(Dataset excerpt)

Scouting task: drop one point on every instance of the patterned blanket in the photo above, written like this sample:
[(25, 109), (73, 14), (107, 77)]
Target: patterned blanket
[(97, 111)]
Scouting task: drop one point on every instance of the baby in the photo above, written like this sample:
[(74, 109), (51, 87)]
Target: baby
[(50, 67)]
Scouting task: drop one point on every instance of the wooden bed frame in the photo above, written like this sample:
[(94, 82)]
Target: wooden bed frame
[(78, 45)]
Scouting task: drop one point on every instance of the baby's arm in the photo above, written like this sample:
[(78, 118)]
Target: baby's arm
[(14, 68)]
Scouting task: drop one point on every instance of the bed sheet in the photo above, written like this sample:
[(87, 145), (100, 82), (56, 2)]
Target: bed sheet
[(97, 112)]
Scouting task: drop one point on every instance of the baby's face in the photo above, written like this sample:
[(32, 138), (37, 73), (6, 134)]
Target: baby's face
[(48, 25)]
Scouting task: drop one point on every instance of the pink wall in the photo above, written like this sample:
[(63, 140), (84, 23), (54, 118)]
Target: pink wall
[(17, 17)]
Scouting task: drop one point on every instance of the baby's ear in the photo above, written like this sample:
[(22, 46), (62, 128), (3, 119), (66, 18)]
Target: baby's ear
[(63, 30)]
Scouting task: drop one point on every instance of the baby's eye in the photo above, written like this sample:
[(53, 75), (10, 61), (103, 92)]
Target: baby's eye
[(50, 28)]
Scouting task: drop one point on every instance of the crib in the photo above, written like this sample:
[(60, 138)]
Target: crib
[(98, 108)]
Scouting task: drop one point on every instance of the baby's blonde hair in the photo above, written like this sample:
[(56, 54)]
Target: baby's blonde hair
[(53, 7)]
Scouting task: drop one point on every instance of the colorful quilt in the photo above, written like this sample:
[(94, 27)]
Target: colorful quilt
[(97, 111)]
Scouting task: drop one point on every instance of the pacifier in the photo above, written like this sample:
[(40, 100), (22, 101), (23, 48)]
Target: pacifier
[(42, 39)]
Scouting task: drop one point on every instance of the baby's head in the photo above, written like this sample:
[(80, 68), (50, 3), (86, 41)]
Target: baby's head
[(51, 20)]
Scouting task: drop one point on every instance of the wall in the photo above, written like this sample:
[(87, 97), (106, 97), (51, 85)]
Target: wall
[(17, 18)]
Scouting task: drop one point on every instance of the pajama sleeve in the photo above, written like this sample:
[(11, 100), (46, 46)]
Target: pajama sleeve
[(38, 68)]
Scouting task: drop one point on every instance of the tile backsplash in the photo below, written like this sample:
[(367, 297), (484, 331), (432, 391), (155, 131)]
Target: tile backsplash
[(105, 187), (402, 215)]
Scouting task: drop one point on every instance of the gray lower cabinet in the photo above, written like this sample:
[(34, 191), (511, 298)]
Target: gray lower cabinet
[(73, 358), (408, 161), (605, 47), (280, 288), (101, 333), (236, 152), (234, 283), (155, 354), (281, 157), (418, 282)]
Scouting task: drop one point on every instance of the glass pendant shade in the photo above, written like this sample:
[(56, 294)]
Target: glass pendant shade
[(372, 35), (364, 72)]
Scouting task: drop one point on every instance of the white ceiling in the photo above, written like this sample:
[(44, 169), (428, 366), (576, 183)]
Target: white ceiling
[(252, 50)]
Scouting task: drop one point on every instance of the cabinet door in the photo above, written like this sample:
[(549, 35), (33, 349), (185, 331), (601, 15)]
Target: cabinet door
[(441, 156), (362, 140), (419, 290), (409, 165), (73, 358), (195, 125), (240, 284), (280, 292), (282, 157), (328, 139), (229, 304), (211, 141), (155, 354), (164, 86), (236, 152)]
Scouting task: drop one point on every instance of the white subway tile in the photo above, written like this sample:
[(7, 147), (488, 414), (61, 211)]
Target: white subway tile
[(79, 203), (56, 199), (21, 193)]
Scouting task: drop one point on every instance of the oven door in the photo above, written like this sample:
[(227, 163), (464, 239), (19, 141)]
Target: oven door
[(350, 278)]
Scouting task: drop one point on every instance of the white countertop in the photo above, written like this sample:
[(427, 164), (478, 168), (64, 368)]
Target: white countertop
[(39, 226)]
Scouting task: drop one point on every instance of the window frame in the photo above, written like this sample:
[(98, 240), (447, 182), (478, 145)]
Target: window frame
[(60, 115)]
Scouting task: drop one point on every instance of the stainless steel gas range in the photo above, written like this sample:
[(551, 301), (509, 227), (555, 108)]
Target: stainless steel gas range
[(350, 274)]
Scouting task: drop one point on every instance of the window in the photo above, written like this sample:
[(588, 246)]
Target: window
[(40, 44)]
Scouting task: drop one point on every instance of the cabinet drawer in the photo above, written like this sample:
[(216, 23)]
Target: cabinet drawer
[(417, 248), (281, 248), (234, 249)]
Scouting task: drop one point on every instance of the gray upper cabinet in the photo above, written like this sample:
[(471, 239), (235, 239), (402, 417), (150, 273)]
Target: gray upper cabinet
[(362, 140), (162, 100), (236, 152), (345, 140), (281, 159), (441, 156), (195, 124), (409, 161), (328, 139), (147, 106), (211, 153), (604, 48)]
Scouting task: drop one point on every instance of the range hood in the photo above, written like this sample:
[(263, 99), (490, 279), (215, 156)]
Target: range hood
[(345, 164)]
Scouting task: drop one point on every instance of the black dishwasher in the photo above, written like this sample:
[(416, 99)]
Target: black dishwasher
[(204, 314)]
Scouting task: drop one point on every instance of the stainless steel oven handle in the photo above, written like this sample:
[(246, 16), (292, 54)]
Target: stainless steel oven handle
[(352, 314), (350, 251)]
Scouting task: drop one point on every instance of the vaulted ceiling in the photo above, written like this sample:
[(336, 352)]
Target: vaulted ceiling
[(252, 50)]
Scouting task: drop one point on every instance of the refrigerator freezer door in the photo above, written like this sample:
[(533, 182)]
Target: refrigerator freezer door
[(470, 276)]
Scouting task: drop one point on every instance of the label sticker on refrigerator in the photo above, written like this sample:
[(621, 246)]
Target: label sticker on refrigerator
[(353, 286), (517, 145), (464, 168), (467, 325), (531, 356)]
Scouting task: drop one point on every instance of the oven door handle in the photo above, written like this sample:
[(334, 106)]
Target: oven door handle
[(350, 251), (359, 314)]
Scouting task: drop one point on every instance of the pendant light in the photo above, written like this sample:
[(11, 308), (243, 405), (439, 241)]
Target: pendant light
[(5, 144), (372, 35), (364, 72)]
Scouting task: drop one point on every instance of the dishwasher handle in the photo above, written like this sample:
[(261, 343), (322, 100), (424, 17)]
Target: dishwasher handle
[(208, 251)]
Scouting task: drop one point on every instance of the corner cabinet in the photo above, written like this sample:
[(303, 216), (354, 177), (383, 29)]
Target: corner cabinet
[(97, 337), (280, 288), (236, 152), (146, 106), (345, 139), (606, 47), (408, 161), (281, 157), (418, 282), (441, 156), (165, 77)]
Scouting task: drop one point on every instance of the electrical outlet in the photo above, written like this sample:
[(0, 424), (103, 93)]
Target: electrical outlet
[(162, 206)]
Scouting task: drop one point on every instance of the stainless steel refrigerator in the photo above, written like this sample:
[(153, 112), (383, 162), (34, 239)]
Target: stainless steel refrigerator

Goal |
Copy the records above exactly.

The output |
Scouting task: drop one point on every instance of the patterned blanket in the photo above, written like this sample:
[(25, 109), (73, 14), (107, 77)]
Target: patterned blanket
[(97, 111)]
Scouting task: drop one point on every instance of the baby in the photo above, written like this sample:
[(74, 109), (51, 87)]
Target: baby
[(50, 67)]
Scouting task: drop one point on every instance of the wooden bed frame in the photo above, written like this sample:
[(94, 82)]
Target: wooden bed frame
[(78, 45)]
Scouting task: drop one point on every instance of the baby's arm in the photo above, written like this sample:
[(78, 118)]
Target: baby's arm
[(14, 68)]
Scouting task: drop one point on every instance of the bed sheet in the photo above, written like this sample:
[(87, 145), (100, 82), (56, 2)]
Target: bed sheet
[(97, 112)]
Scouting task: drop one point on every instance of the baby's face in the photo above, written like this sample:
[(32, 138), (37, 73), (6, 134)]
Target: baby's face
[(48, 25)]
Scouting task: drop one point on every instance of the pink wall in the photo above, written like this sample:
[(63, 140), (84, 23), (54, 118)]
Target: pink wall
[(17, 17)]
Scouting task: drop one point on every instance of the baby's ear in the photo above, written like this sample:
[(22, 46), (62, 128), (3, 119), (66, 18)]
Target: baby's ear
[(63, 30)]
Scouting task: drop one point on every instance of the baby's eye in the photo above, written like this sample:
[(53, 75), (10, 61), (103, 92)]
Target: baby's eye
[(50, 28)]
Scouting task: drop one point on every instance of the crib in the photo above, written like this sample:
[(60, 138)]
Target: crib
[(98, 108)]
Scouting task: drop one point on every instance of the baby's blonde hair in the photo above, written like this sample:
[(56, 54)]
Target: baby's blonde hair
[(53, 7)]
Scouting task: drop one point on every instance of the colorful quilt in the photo above, written like this sample:
[(94, 27)]
Target: colorful quilt
[(97, 111)]
Scouting task: drop one point on every instance of the pacifier in the photo above, written like this sample:
[(40, 100), (22, 101), (23, 48)]
Target: pacifier
[(42, 39)]
Scouting task: drop one point on every instance of the baby's head in the photo above, written like this sample:
[(80, 68), (50, 3), (86, 41)]
Target: baby's head
[(51, 20)]
Scouting task: drop one point on every instance of the wall in the photo above, written like this sample:
[(87, 97), (106, 97), (51, 85)]
Target: wall
[(17, 18)]
Scouting task: drop one point on every instance of the pajama sleeve in the photo above, written like this sample:
[(11, 100), (46, 46)]
Target: pajama sleeve
[(38, 68)]
Scouting task: drop one point on every instance of the tile backsplash in the photo below, written like this sample:
[(367, 297), (484, 331), (432, 391), (155, 131)]
Target: tile backsplash
[(105, 187), (402, 215)]
Scouting task: drop one point on every instance of the gray lower cabinet in the photo above, written like this sample:
[(34, 191), (511, 298)]
Target: gray lower cabinet
[(73, 358), (408, 161), (605, 47), (280, 288), (101, 333), (236, 152), (234, 283), (155, 354), (281, 157), (418, 282)]
Scouting task: drop one point on every instance of the glass pendant shade in the photo above, written like this sample:
[(56, 294)]
Target: glass pendant shade
[(372, 35), (364, 72)]
Scouting task: drop one point on every instance of the white ceiling in the photo above, written like this sample:
[(44, 169), (428, 366), (576, 183)]
Target: white ceiling
[(252, 50)]
Scouting task: drop one point on every instance of the cabinet door in the photo above, written like this sample:
[(549, 35), (33, 349), (185, 331), (601, 15)]
Target: cabinet door
[(441, 156), (362, 140), (419, 290), (409, 165), (73, 358), (195, 125), (240, 284), (280, 292), (282, 157), (328, 139), (229, 304), (211, 141), (155, 354), (164, 86), (236, 152)]
Scouting task: drop one point on every instance of the white subway tile in the photo above, written like this sample:
[(7, 147), (488, 414), (61, 211)]
Target: white subway tile
[(79, 203), (56, 199), (21, 193)]
Scouting task: drop one point on every instance of the oven door in the photo above, written like this sample:
[(227, 163), (464, 239), (19, 141)]
Target: oven door
[(350, 278)]
Scouting task: drop one point on every instance of the white countertop in the photo above, written like this sample:
[(427, 164), (478, 168), (64, 368)]
Target: white countertop
[(39, 226)]
Scouting task: drop one point on every instance of the window frame in the photo above, written like this sample:
[(98, 240), (447, 182), (478, 145)]
Target: window frame
[(60, 115)]
Scouting task: drop one point on every instance of the stainless steel gas range in the photo above, written like this sample:
[(551, 301), (509, 227), (555, 108)]
Target: stainless steel gas range
[(350, 274)]
Scouting task: drop one point on every instance of the window in the photo above, written like this sample:
[(588, 246)]
Target: window
[(40, 44)]
Scouting task: drop one point on every instance of the cabinet drawer in the photo above, written like this sample:
[(216, 23)]
Target: cabinet drawer
[(417, 248), (281, 248), (234, 249)]
Scouting task: drop one point on every instance of the gray upper cabinet in the photo above, written like this sample:
[(471, 239), (235, 239), (402, 417), (150, 273)]
Target: gray upper cabinet
[(362, 140), (162, 100), (236, 152), (345, 140), (281, 159), (441, 156), (195, 124), (409, 161), (328, 139), (147, 106), (211, 153), (604, 48)]
Scouting task: drop one point on every instance of the range hood in the photo above, written like this sample:
[(263, 99), (490, 279), (215, 156)]
Target: range hood
[(345, 164)]
Scouting task: drop one point on every instance of the black dishwasher in the photo above, written like this sample:
[(416, 99)]
Target: black dishwasher
[(204, 314)]
Scouting task: drop one point on every instance of the stainless steel oven handle in the photo above, written like this sample:
[(246, 16), (292, 54)]
Target: stainless steel oven handle
[(352, 314), (350, 251)]
Scouting task: drop one point on every instance of the vaulted ceiling in the photo above, written like this sample:
[(336, 352)]
Target: vaulted ceiling
[(252, 50)]
Scouting task: drop one point on every instance of the refrigerator freezer door in the photo above, written like this sample:
[(533, 182)]
Target: refrigerator freezer door
[(470, 276)]
Scouting task: drop one point on every instance of the label sticker on refrigerator in the photo above, written like this sample:
[(621, 246)]
Target: label sticker on refrigerator
[(353, 286), (517, 145), (464, 168), (467, 325), (531, 356)]
Scouting task: drop one point on every instance of the oven door handle in the photo above, written like this sample:
[(334, 106)]
Target: oven door handle
[(350, 251), (359, 314)]
Scouting task: drop one point on every instance of the pendant light in the photo above, written like this sample:
[(11, 308), (243, 405), (439, 241)]
Target: pendant light
[(5, 144), (372, 35), (364, 72)]
Scouting task: drop one point on every instance of the dishwasher handle in the photo above, written like this sample:
[(261, 343), (322, 100), (424, 17)]
Target: dishwasher handle
[(208, 251)]
Scouting task: drop one point on every instance of the corner cabinet in the photo above, written like this sample:
[(303, 216), (354, 177), (383, 29)]
Target: corner cabinet
[(97, 337), (280, 288), (236, 152), (146, 106), (345, 139), (606, 47), (408, 161), (281, 157), (418, 282), (441, 156), (165, 77)]
Scouting task: drop one point on every instance of the electrical outlet in the photo above, written like this sample:
[(0, 424), (103, 93)]
Target: electrical outlet
[(162, 206)]
Scouting task: drop one point on every instance of the stainless steel refrigerator in the photo above, written like this sample:
[(153, 112), (383, 162), (34, 239)]
Target: stainless steel refrigerator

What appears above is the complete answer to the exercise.